To do – Reproduce every one of the rows below word for word, leaving out the pictures.

(Records from an annotation dataset)
## start

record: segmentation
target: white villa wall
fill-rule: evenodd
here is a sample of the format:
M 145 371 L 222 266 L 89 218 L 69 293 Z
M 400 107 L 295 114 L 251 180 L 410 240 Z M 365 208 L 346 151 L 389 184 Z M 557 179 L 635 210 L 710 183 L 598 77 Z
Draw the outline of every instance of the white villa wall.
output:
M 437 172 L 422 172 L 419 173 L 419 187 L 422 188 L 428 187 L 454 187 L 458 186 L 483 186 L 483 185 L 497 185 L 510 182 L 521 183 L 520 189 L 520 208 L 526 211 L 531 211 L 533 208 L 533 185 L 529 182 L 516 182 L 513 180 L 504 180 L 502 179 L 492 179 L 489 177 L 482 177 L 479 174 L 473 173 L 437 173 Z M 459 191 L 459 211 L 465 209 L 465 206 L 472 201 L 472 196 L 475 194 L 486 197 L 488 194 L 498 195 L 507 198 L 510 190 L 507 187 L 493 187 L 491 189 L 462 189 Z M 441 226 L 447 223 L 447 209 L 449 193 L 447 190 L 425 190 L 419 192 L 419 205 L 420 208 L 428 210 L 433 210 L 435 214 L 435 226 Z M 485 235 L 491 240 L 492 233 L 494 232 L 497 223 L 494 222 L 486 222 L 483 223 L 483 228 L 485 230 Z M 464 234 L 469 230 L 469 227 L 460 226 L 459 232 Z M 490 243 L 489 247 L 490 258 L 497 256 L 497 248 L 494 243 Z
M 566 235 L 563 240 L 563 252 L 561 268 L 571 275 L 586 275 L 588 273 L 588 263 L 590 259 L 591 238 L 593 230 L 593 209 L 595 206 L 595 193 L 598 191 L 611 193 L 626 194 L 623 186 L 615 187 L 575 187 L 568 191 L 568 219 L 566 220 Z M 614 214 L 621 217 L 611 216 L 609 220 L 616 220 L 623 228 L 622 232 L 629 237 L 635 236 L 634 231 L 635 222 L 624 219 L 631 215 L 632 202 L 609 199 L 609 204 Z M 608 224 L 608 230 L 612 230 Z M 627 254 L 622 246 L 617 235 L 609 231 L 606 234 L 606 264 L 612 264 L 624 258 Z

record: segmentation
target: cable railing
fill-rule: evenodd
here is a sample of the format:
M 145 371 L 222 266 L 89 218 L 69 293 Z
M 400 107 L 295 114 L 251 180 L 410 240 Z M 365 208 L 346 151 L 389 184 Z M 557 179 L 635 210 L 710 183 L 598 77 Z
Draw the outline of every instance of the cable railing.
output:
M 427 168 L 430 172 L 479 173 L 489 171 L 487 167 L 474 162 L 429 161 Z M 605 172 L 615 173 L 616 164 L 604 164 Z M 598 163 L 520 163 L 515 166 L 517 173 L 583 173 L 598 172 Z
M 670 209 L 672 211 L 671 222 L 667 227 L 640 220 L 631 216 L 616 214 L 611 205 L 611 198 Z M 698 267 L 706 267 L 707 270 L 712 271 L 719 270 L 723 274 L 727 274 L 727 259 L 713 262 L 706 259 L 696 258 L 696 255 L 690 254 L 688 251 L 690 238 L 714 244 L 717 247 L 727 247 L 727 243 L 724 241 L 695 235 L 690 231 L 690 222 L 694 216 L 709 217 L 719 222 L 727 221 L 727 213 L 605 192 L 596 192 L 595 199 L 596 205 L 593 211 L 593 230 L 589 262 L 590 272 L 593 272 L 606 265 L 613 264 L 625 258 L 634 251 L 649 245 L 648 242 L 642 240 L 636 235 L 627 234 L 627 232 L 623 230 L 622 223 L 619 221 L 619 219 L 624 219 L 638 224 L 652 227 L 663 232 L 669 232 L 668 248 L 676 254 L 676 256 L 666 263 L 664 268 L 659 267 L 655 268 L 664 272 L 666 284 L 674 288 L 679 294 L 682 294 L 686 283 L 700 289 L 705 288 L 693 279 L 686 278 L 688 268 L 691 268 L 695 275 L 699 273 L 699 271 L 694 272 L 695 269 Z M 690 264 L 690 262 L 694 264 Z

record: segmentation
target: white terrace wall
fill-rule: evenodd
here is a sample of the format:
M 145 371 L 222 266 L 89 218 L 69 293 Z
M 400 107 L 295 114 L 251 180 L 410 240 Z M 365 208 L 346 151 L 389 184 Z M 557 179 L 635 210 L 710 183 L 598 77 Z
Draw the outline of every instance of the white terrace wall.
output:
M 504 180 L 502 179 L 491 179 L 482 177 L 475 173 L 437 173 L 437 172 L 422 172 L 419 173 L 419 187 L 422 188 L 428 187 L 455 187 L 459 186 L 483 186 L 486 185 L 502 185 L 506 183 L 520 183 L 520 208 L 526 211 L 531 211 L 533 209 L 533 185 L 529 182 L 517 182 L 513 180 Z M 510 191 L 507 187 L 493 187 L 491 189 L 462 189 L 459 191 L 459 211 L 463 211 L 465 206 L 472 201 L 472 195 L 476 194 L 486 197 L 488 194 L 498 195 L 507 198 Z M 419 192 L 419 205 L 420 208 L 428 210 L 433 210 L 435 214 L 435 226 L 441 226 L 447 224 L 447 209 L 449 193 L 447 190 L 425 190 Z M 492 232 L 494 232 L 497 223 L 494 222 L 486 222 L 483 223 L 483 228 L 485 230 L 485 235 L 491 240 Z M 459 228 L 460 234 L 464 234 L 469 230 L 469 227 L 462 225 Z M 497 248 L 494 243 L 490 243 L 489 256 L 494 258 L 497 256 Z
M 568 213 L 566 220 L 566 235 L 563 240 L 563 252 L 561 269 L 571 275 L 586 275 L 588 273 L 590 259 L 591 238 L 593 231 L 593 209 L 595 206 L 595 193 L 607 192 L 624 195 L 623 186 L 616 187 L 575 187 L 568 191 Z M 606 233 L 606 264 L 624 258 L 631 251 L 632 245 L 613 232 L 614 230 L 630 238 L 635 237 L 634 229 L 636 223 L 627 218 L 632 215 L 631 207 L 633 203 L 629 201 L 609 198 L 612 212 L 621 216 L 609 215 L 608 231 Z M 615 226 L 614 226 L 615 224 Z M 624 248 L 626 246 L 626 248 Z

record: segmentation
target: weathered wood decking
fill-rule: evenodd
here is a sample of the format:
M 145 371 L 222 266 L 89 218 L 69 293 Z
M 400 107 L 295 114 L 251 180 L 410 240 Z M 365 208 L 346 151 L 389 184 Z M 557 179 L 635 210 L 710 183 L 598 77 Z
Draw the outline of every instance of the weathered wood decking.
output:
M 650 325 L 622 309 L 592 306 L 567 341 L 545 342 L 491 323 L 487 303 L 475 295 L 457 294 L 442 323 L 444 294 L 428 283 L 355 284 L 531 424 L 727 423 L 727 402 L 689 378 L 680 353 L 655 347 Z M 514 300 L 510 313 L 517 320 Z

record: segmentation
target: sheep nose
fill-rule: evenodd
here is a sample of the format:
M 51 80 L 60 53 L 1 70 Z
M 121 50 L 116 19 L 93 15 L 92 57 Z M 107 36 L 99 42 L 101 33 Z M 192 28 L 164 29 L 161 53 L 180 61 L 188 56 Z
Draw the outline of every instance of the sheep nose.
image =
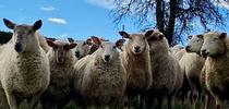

## end

Solution for this exercise –
record: segmentation
target: white villa wall
fill-rule: evenodd
here is a sample of the format:
M 145 371 L 222 266 L 89 218 L 69 293 Z
M 400 107 L 295 114 L 251 180 L 410 240 Z M 365 208 L 346 151 L 389 184 Z M 557 179 L 635 210 L 710 183 L 598 77 Z
Draw the outline of every instance of the white villa wall.
output:
M 437 172 L 422 172 L 419 173 L 419 187 L 422 188 L 428 187 L 454 187 L 458 186 L 483 186 L 483 185 L 497 185 L 510 182 L 521 183 L 520 189 L 520 208 L 526 211 L 531 211 L 533 208 L 533 185 L 529 182 L 516 182 L 513 180 L 504 180 L 502 179 L 492 179 L 489 177 L 482 177 L 479 174 L 473 173 L 437 173 Z M 459 191 L 459 211 L 465 209 L 465 206 L 472 201 L 472 196 L 475 194 L 486 197 L 488 194 L 498 195 L 507 198 L 510 190 L 507 187 L 493 187 L 491 189 L 462 189 Z M 441 226 L 447 223 L 447 209 L 449 193 L 447 190 L 425 190 L 419 192 L 419 205 L 420 208 L 428 210 L 433 210 L 435 214 L 435 226 Z M 485 235 L 491 240 L 492 233 L 494 232 L 497 223 L 494 222 L 486 222 L 483 223 L 483 228 L 485 230 Z M 464 234 L 469 230 L 469 227 L 460 226 L 459 232 Z M 490 243 L 489 247 L 490 258 L 497 256 L 497 248 L 494 243 Z
M 566 235 L 563 240 L 563 252 L 561 268 L 571 275 L 586 275 L 588 273 L 588 263 L 590 259 L 591 238 L 593 230 L 593 209 L 595 206 L 595 193 L 598 191 L 611 193 L 626 194 L 623 186 L 615 187 L 575 187 L 568 191 L 568 219 L 566 220 Z M 614 214 L 621 217 L 611 216 L 609 220 L 616 220 L 623 228 L 622 232 L 629 237 L 635 236 L 634 231 L 635 222 L 624 219 L 631 215 L 632 202 L 609 199 L 609 204 Z M 608 224 L 608 230 L 612 230 Z M 627 254 L 622 246 L 617 235 L 609 231 L 606 234 L 606 264 L 612 264 L 624 258 Z

record: segmentation
target: cable railing
fill-rule: evenodd
here is a sample of the format:
M 145 371 L 222 266 L 89 218 L 69 293 Z
M 400 107 L 295 114 L 251 180 L 410 240 Z M 365 208 L 346 151 L 389 184 Z M 557 179 L 635 210 L 710 183 L 598 77 Z
Draw the outline of every instance of the cable railing.
output:
M 427 168 L 430 172 L 479 173 L 489 171 L 487 167 L 474 162 L 429 161 Z M 605 172 L 615 173 L 616 164 L 604 164 Z M 598 163 L 520 163 L 515 166 L 517 173 L 583 173 L 598 172 Z
M 670 209 L 672 211 L 671 222 L 667 227 L 640 220 L 631 216 L 616 214 L 611 205 L 611 198 Z M 698 267 L 706 267 L 707 270 L 712 271 L 719 270 L 723 274 L 727 274 L 727 259 L 713 262 L 706 259 L 696 258 L 696 255 L 690 254 L 688 251 L 690 238 L 714 244 L 717 247 L 727 247 L 727 243 L 724 241 L 695 235 L 690 231 L 690 222 L 694 216 L 709 217 L 719 222 L 727 221 L 727 213 L 605 192 L 596 192 L 595 199 L 596 205 L 593 211 L 593 230 L 589 262 L 590 272 L 593 272 L 606 265 L 613 264 L 625 258 L 634 251 L 649 245 L 648 242 L 642 240 L 636 235 L 627 234 L 627 232 L 623 230 L 622 223 L 619 221 L 619 219 L 624 219 L 638 224 L 652 227 L 663 232 L 669 232 L 668 248 L 676 254 L 676 256 L 666 263 L 664 268 L 659 267 L 655 268 L 664 272 L 666 284 L 674 288 L 679 294 L 682 294 L 686 283 L 700 289 L 705 288 L 693 279 L 686 278 L 688 268 L 691 268 L 695 275 L 699 273 L 699 271 L 694 272 L 695 269 Z M 690 264 L 690 262 L 694 264 Z

record: segmentation
target: white terrace wall
fill-rule: evenodd
here is a sample of the format:
M 145 371 L 222 266 L 89 218 L 69 293 Z
M 400 107 L 295 114 L 251 180 L 410 240 Z M 365 208 L 346 151 L 389 184 Z M 557 179 L 635 210 L 710 183 L 598 77 Z
Draw the outline of every instance of the white terrace wall.
output:
M 504 180 L 502 179 L 491 179 L 482 177 L 475 173 L 437 173 L 437 172 L 422 172 L 419 173 L 419 187 L 422 188 L 428 187 L 455 187 L 459 186 L 483 186 L 486 185 L 502 185 L 506 183 L 520 183 L 520 208 L 526 211 L 531 211 L 533 209 L 533 185 L 529 182 L 517 182 L 513 180 Z M 510 191 L 507 187 L 493 187 L 491 189 L 462 189 L 459 191 L 459 211 L 463 211 L 465 206 L 472 201 L 472 195 L 476 194 L 486 197 L 488 194 L 498 195 L 507 198 Z M 419 192 L 419 205 L 420 208 L 428 210 L 433 210 L 435 214 L 435 226 L 441 226 L 447 224 L 447 209 L 449 193 L 447 190 L 425 190 Z M 492 232 L 494 232 L 497 223 L 494 222 L 486 222 L 483 223 L 483 228 L 485 230 L 485 235 L 491 240 Z M 459 228 L 460 234 L 464 234 L 469 230 L 469 227 L 462 225 Z M 497 248 L 494 243 L 490 243 L 489 256 L 494 258 L 497 256 Z
M 568 213 L 566 220 L 566 235 L 563 240 L 563 252 L 561 269 L 571 275 L 586 275 L 588 273 L 590 259 L 591 238 L 593 231 L 593 209 L 595 206 L 595 193 L 607 192 L 624 195 L 623 186 L 616 187 L 575 187 L 568 191 Z M 606 233 L 606 264 L 624 258 L 631 251 L 632 245 L 613 232 L 614 230 L 630 238 L 635 237 L 634 229 L 636 223 L 627 218 L 632 215 L 631 207 L 633 203 L 629 201 L 609 198 L 612 212 L 621 216 L 609 215 L 608 231 Z M 615 226 L 614 226 L 615 224 Z M 624 248 L 626 246 L 626 248 Z

record: segmentation
target: weathered wood decking
fill-rule: evenodd
here is a sample of the format:
M 145 371 L 222 266 L 89 218 L 69 293 Z
M 400 107 L 295 114 L 251 180 L 410 240 Z M 365 208 L 346 151 L 389 184 Z M 557 179 L 635 210 L 710 183 L 598 77 Z
Draw the outline of every instance of the weathered wood decking.
output:
M 650 325 L 622 309 L 592 306 L 567 341 L 545 342 L 491 323 L 487 303 L 475 295 L 457 294 L 442 323 L 444 294 L 428 283 L 355 284 L 531 424 L 727 423 L 727 402 L 689 378 L 680 353 L 655 347 Z M 514 300 L 510 313 L 517 320 Z

record: segmentation
target: sheep nose
fill-rule: evenodd
here is a sample of the format:
M 51 80 L 60 53 L 1 70 Z
M 121 50 L 116 19 L 93 15 L 92 57 Z M 107 36 L 99 42 L 101 33 Z M 192 28 L 164 29 L 161 53 L 180 61 L 188 56 Z
Draw the outline of every instance of the sheep nose.
image =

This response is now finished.